[[ Data in this exercise open ]]
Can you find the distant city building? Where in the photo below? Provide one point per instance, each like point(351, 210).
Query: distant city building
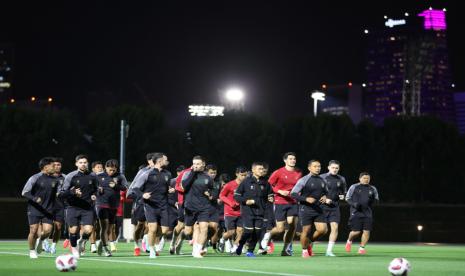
point(407, 69)
point(343, 99)
point(459, 101)
point(6, 71)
[[ Data in this exercise closed ]]
Although the records contain pictures, transcribe only their text, exactly as written.

Can you find the distant city building? Where in the photo below? Provide one point per instance, each like point(351, 210).
Query: distant city building
point(407, 69)
point(343, 99)
point(459, 101)
point(6, 71)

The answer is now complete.